I prayed at his bedside, but he was only partially conscious. As I sat watching him, he said in a whisper, scarcely audible—

"If I could get back again-back again—"

Supposing he was thinking of his friends, I asked about his home in Michigan; rousing slightly, and with a shake of his head, he said

"No, no-a boy again-a boy again-"

Thinking that he might have fallen into a sleep from exhaustion, I left him for a while. But it was the sleep of death. The consistency of sin held him straight through his course. He could not break it. He must begin anew, if at all, he thought, with the beginning of life; but, alas! for the boyhood with its thousand invitings it came back no more!

The work under charge of the Western Army Committees did not close as soon as did the field labors in

the East. The St. Louis Branch kept open its office at Memphis until October, 1865; and work upon the Plains, directed from Fort Leavenworth by Rev. W. J. Gladwin, as Field Agent, was continued into 1866.

CHAPTER XVIII.

ALONG THE COAST.

1861-1865.

EXTRACTED ENTRIES:
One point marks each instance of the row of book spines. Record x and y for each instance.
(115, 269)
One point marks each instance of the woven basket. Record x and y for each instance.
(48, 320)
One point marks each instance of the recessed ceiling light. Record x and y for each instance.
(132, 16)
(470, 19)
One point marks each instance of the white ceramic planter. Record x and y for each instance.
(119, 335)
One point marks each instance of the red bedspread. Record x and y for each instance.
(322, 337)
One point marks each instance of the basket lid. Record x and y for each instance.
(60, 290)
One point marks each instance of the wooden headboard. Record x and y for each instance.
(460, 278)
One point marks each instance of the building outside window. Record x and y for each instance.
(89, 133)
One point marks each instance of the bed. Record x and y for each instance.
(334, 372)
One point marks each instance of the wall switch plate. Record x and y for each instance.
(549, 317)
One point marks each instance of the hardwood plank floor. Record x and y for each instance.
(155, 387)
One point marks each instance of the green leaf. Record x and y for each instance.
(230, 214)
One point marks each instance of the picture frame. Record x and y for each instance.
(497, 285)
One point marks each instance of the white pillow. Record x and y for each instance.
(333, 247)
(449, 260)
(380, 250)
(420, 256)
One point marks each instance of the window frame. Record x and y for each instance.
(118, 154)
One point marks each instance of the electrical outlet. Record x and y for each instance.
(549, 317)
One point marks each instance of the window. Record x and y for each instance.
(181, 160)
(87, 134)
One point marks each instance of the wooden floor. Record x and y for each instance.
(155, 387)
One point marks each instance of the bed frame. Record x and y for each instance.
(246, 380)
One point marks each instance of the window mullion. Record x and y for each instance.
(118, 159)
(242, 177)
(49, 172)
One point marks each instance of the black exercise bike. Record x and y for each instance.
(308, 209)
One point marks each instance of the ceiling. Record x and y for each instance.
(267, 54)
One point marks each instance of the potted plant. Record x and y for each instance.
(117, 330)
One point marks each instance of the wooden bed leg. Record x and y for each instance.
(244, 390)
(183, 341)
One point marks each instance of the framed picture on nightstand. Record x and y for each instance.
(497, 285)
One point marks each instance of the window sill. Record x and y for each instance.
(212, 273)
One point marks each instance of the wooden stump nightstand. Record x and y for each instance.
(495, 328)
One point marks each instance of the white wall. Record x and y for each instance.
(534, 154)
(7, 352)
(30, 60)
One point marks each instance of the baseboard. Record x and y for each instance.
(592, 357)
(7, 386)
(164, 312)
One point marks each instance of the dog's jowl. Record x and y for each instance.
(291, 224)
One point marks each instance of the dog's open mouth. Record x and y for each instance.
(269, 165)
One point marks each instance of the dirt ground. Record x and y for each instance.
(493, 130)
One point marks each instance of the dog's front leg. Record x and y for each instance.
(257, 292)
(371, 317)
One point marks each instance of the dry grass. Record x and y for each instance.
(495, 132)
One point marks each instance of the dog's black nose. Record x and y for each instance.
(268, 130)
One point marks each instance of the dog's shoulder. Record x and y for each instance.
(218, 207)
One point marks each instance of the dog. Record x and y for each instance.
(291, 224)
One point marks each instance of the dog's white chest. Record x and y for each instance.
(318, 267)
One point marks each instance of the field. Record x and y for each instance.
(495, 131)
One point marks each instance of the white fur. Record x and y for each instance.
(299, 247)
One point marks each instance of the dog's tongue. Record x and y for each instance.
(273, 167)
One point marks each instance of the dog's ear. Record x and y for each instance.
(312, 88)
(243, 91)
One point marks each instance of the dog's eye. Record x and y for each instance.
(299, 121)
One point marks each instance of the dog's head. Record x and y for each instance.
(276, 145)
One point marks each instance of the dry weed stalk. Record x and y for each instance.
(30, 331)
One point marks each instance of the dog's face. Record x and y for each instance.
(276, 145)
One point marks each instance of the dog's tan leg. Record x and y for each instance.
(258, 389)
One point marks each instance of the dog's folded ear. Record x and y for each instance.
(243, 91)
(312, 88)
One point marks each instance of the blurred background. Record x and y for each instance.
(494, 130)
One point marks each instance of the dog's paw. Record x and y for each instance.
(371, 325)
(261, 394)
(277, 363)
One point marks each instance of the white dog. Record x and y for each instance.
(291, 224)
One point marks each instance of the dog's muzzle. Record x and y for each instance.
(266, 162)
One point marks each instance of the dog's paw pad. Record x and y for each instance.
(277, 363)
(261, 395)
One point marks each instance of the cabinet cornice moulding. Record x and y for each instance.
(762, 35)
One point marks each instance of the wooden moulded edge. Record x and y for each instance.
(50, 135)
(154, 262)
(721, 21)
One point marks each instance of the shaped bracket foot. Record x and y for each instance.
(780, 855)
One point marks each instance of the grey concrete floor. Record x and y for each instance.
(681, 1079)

WRITTEN INSTRUCTION 1:
Return the passage about the deathbed scene and the Western Army Committees word for word, in full.
WRITTEN INSTRUCTION 2:
Type out again, unchanged, the records from the line with "One point marks each instance of the grey" through the end of the records.

FINAL ANSWER 1:
I prayed at his bedside, but he was only partially conscious. As I sat watching him, he said in a whisper, scarcely audible—

"If I could get back again-back again—"

Supposing he was thinking of his friends, I asked about his home in Michigan; rousing slightly, and with a shake of his head, he said

"No, no-a boy again-a boy again-"

Thinking that he might have fallen into a sleep from exhaustion, I left him for a while. But it was the sleep of death. The consistency of sin held him straight through his course. He could not break it. He must begin anew, if at all, he thought, with the beginning of life; but, alas! for the boyhood with its thousand invitings it came back no more!

The work under charge of the Western Army Committees did not close as soon as did the field labors in

the East. The St. Louis Branch kept open its office at Memphis until October, 1865; and work upon the Plains, directed from Fort Leavenworth by Rev. W. J. Gladwin, as Field Agent, was continued into 1866.

CHAPTER XVIII.

ALONG THE COAST.

1861-1865.

FINAL ANSWER 2:
One point marks each instance of the grey concrete floor. Record x and y for each instance.
(681, 1079)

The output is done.